%%

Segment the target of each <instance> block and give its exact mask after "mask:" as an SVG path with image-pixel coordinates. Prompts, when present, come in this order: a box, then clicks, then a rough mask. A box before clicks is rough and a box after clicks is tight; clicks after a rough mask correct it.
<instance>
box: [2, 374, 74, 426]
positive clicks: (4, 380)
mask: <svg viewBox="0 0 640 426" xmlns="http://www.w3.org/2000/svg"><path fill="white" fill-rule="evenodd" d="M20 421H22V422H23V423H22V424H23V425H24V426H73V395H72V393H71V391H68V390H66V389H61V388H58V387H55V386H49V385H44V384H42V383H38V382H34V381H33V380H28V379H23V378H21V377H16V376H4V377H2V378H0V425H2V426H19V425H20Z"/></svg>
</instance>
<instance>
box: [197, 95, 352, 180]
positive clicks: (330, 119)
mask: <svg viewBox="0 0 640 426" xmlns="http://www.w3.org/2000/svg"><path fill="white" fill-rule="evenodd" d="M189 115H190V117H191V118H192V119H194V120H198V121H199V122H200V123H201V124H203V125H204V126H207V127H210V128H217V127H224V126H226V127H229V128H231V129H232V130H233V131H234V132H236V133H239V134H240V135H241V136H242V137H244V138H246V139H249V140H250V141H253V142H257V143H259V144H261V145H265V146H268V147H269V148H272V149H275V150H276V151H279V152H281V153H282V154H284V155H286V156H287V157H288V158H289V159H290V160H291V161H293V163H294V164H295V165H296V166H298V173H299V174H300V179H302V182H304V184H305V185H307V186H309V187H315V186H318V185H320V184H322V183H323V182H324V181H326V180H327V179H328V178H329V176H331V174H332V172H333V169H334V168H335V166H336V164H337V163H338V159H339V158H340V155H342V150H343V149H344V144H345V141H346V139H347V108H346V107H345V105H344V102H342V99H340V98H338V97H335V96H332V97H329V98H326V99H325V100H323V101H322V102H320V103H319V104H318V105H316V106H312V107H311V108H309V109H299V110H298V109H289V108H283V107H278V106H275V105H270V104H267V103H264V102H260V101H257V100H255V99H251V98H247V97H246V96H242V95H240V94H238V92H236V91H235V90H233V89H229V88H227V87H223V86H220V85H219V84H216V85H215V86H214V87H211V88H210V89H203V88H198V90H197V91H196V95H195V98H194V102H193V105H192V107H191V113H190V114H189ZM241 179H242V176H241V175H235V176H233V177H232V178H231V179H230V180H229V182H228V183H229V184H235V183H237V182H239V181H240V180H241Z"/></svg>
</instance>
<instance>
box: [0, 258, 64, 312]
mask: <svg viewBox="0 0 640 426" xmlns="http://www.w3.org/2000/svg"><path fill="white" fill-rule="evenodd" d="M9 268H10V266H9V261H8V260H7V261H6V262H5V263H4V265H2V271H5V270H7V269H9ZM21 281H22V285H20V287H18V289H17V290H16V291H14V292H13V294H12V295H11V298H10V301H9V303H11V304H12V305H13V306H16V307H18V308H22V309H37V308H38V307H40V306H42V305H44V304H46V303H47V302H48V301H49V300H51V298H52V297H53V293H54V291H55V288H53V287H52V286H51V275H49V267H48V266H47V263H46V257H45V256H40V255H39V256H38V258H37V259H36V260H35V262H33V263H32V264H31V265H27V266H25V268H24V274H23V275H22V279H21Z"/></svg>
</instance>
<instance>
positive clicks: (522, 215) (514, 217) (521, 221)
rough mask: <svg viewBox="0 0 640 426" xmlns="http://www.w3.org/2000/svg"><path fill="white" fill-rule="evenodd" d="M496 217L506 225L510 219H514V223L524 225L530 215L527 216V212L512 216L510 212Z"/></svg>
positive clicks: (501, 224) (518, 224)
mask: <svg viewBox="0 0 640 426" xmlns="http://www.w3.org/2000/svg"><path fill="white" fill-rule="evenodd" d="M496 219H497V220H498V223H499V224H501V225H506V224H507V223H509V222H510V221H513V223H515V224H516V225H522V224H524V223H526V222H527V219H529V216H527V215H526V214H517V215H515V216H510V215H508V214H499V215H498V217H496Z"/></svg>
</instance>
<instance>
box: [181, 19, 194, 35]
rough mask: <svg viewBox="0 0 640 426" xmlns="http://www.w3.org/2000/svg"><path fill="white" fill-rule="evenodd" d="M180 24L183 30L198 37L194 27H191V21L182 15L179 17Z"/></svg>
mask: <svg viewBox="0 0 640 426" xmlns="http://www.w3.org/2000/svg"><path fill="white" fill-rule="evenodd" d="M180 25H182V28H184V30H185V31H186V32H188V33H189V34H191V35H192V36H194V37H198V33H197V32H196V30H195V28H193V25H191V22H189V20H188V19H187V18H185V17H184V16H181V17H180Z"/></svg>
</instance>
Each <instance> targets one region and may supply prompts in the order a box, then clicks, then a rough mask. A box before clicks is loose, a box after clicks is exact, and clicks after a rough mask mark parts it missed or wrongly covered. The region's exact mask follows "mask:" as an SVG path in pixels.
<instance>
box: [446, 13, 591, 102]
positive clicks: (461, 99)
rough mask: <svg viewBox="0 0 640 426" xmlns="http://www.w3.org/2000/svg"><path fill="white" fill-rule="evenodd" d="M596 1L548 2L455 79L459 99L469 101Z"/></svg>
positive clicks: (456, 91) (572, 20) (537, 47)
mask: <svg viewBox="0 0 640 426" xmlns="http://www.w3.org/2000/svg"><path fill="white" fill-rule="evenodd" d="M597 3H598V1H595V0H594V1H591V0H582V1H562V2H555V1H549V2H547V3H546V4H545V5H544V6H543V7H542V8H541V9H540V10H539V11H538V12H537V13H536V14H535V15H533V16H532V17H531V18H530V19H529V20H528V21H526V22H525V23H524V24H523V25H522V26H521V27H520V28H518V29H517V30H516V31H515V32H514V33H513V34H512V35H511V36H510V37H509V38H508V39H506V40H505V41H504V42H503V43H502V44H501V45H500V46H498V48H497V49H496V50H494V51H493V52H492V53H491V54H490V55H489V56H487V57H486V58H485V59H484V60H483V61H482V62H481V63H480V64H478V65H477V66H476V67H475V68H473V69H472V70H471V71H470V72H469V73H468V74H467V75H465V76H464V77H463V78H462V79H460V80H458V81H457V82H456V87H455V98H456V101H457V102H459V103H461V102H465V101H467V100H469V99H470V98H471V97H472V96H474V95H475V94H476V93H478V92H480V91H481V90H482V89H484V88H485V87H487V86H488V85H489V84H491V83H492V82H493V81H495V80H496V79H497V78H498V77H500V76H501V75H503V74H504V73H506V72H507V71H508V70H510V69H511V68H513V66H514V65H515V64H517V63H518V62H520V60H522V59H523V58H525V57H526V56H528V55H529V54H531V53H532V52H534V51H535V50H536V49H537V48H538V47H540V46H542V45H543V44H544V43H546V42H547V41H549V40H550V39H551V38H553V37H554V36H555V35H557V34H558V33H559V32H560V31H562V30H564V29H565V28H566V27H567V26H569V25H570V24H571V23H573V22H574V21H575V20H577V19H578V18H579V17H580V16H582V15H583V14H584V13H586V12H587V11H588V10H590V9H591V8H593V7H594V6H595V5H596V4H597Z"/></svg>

%%

*Task item*
What is wanted is the full set of entries above, reproduced exactly.

*Exercise result*
Segment the target of each <instance> block and give its exact mask after "mask:" as an SVG path with image-pixel coordinates. Prompts, when present, come in this order: a box, then clicks, then a rough mask. A box before clicks is rough and a box after clicks is tight; clicks after a rough mask correct it.
<instance>
box: [2, 374, 74, 426]
positive clicks: (4, 380)
mask: <svg viewBox="0 0 640 426" xmlns="http://www.w3.org/2000/svg"><path fill="white" fill-rule="evenodd" d="M20 421H22V422H23V423H22V424H23V425H24V426H73V395H72V393H71V391H68V390H66V389H61V388H58V387H55V386H49V385H44V384H42V383H38V382H34V381H33V380H28V379H23V378H21V377H16V376H4V377H2V378H0V425H2V426H19V425H20Z"/></svg>
</instance>
<instance>
box: [197, 95, 352, 180]
positive clicks: (330, 119)
mask: <svg viewBox="0 0 640 426" xmlns="http://www.w3.org/2000/svg"><path fill="white" fill-rule="evenodd" d="M189 115H190V117H191V118H192V119H194V120H198V121H199V122H200V123H201V124H203V125H204V126H207V127H210V128H217V127H224V126H226V127H229V128H231V129H232V130H233V131H234V132H236V133H239V134H240V135H241V136H242V137H244V138H246V139H249V140H250V141H253V142H257V143H259V144H261V145H265V146H268V147H269V148H272V149H275V150H276V151H279V152H281V153H282V154H284V155H286V156H287V157H288V158H289V159H290V160H291V161H293V163H294V164H295V165H296V166H298V173H299V174H300V179H302V182H304V184H305V185H307V186H309V187H315V186H318V185H320V184H322V183H323V182H324V181H326V180H327V179H328V178H329V176H331V174H332V172H333V169H334V168H335V166H336V164H337V163H338V159H339V158H340V155H342V150H343V149H344V144H345V141H346V139H347V108H346V107H345V105H344V102H342V99H340V98H338V97H335V96H332V97H329V98H326V99H325V100H323V101H322V102H320V103H319V104H318V105H316V106H312V107H311V108H309V109H299V110H298V109H289V108H283V107H278V106H275V105H270V104H267V103H264V102H260V101H257V100H255V99H251V98H247V97H246V96H242V95H240V94H238V92H236V91H235V90H233V89H229V88H227V87H223V86H220V85H219V84H216V85H215V86H214V87H211V88H210V89H203V88H198V90H197V91H196V95H195V98H194V102H193V105H192V107H191V113H190V114H189ZM241 179H242V176H241V175H235V176H233V177H232V178H231V179H230V180H229V182H228V183H229V184H235V183H237V182H239V181H240V180H241Z"/></svg>
</instance>
<instance>
box: [0, 258, 64, 312]
mask: <svg viewBox="0 0 640 426" xmlns="http://www.w3.org/2000/svg"><path fill="white" fill-rule="evenodd" d="M9 268H10V266H9V261H8V260H7V261H6V262H5V263H4V265H2V271H5V270H7V269H9ZM21 281H22V285H20V287H18V289H17V290H16V291H14V292H13V294H12V295H11V298H10V301H9V303H11V304H12V305H13V306H16V307H18V308H22V309H37V308H38V307H40V306H42V305H44V304H46V303H47V302H48V301H49V300H51V298H52V297H53V293H54V291H55V288H53V287H52V286H51V275H49V267H48V266H47V263H46V257H45V256H40V255H39V256H38V258H37V259H36V260H35V262H33V263H32V264H31V265H27V266H25V268H24V274H23V275H22V279H21Z"/></svg>
</instance>
<instance>
positive clicks: (522, 215) (514, 217) (521, 221)
rough mask: <svg viewBox="0 0 640 426" xmlns="http://www.w3.org/2000/svg"><path fill="white" fill-rule="evenodd" d="M496 217L506 225L510 219H514V223L524 225L530 215L527 216V212L512 216L510 212Z"/></svg>
positive clicks: (501, 224) (518, 224)
mask: <svg viewBox="0 0 640 426" xmlns="http://www.w3.org/2000/svg"><path fill="white" fill-rule="evenodd" d="M496 219H497V220H498V223H499V224H501V225H506V224H507V223H509V222H510V221H513V223H515V224H516V225H522V224H524V223H526V222H527V219H529V216H527V215H526V214H517V215H515V216H510V215H508V214H499V215H498V217H496Z"/></svg>
</instance>
<instance>
box: [181, 19, 194, 35]
rough mask: <svg viewBox="0 0 640 426" xmlns="http://www.w3.org/2000/svg"><path fill="white" fill-rule="evenodd" d="M180 24L183 30L198 37L194 27H191V21L182 15L179 17Z"/></svg>
mask: <svg viewBox="0 0 640 426" xmlns="http://www.w3.org/2000/svg"><path fill="white" fill-rule="evenodd" d="M180 25H182V28H184V30H185V31H186V32H188V33H189V34H191V35H192V36H194V37H198V33H197V32H196V30H195V28H193V25H191V22H189V20H188V19H187V18H185V17H184V16H181V17H180Z"/></svg>
</instance>
Each <instance> targets one region and may supply prompts in the order a box, then clicks, then a rough mask. A box before clicks is loose, a box after clicks is exact, and clicks after a rough mask mark parts it missed or wrongly covered. The region's exact mask follows "mask:" as an SVG path in pixels.
<instance>
box: [446, 13, 591, 102]
positive clicks: (461, 99)
rough mask: <svg viewBox="0 0 640 426" xmlns="http://www.w3.org/2000/svg"><path fill="white" fill-rule="evenodd" d="M596 1L548 2L455 79L459 99L469 101Z"/></svg>
positive clicks: (456, 91) (572, 20) (537, 47)
mask: <svg viewBox="0 0 640 426" xmlns="http://www.w3.org/2000/svg"><path fill="white" fill-rule="evenodd" d="M597 3H598V1H595V0H594V1H591V0H582V1H562V2H555V1H549V2H547V3H546V4H545V5H544V6H543V7H542V8H541V9H540V10H539V11H538V12H537V13H536V14H535V15H533V16H532V17H531V18H530V19H529V20H528V21H526V22H525V23H524V24H523V25H522V26H521V27H520V28H518V29H517V30H516V31H515V32H514V33H513V34H512V35H511V36H510V37H509V38H508V39H506V40H505V41H504V42H503V43H502V44H501V45H500V46H498V48H497V49H496V50H494V51H493V52H492V53H491V54H490V55H489V56H487V57H486V58H485V59H484V60H483V61H482V62H481V63H480V64H478V65H477V66H476V67H475V68H473V69H472V70H471V71H470V72H469V73H468V74H467V75H465V76H464V77H463V78H462V79H460V80H458V81H457V82H456V87H455V98H456V101H457V102H459V103H461V102H465V101H467V100H469V99H470V98H471V97H472V96H474V95H475V94H476V93H478V92H480V91H481V90H482V89H484V88H485V87H487V86H488V85H489V84H491V83H492V82H493V81H495V80H496V79H497V78H498V77H500V76H501V75H503V74H504V73H506V72H507V71H508V70H510V69H511V68H513V66H514V65H515V64H517V63H518V62H520V60H522V59H523V58H525V57H526V56H528V55H529V54H531V53H532V52H534V51H535V50H536V49H537V48H538V47H540V46H542V45H543V44H544V43H546V42H547V41H549V40H550V39H551V38H553V37H554V36H555V35H557V34H558V33H559V32H560V31H562V30H564V29H565V28H566V27H567V26H569V25H570V24H571V23H573V22H574V21H575V20H577V19H578V18H579V17H580V16H582V15H583V14H584V13H586V12H587V11H588V10H590V9H591V8H593V7H594V6H595V5H596V4H597Z"/></svg>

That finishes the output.